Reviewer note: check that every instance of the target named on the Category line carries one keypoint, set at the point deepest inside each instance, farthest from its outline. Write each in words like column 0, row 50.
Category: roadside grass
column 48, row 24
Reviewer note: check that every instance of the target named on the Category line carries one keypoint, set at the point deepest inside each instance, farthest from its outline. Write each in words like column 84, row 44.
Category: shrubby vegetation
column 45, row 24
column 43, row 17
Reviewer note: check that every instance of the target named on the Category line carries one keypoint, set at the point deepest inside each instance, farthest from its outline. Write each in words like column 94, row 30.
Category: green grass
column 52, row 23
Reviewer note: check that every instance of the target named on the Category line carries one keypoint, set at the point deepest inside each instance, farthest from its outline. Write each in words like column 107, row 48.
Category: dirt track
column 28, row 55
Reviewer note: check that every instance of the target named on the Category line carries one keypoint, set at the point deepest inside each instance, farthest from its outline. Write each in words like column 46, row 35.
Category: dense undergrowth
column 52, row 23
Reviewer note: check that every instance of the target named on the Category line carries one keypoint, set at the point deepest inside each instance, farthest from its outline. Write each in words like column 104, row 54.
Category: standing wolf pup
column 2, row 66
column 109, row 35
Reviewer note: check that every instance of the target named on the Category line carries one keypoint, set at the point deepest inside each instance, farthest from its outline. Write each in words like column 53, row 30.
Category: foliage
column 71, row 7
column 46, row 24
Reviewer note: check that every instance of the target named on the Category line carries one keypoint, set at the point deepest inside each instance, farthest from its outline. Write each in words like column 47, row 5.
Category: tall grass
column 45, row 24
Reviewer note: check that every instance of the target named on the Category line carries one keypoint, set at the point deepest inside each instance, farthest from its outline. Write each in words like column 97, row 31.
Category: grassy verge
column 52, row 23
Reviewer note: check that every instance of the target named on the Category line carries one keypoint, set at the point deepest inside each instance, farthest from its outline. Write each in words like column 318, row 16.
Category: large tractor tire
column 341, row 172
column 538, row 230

○ ○ ○ ○

■ HOW TO COMPLETE THIS TASK
All lines from the one that contains "Category: tall grass" to the end of the records above are to be copied exactly; leave out the rest.

■ WORKED SOLUTION
Category: tall grass
column 45, row 24
Reviewer note: check that every instance of the target named on the Category line carries one keypoint, set at the point deepest inside each instance, farthest from its outline. Write each in words like column 97, row 31.
Category: grassy verge
column 52, row 23
Reviewer note: check that every instance of the target named on the Category line carries one keypoint, set at the point deepest inside each instance, farthest from its outline. Write each in words like column 318, row 16.
Category: large tractor tire
column 341, row 172
column 538, row 230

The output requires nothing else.